→ Written request: Reproduce the material below verbatim, line for line.

→ The input:

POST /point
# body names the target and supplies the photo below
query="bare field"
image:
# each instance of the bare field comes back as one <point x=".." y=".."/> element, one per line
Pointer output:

→ Solved exercise:
POST /point
# body names the target and supplies the photo below
query="bare field"
image:
# each instance of the bare field comes back as one <point x=".." y=".."/> element, one per line
Pointer output:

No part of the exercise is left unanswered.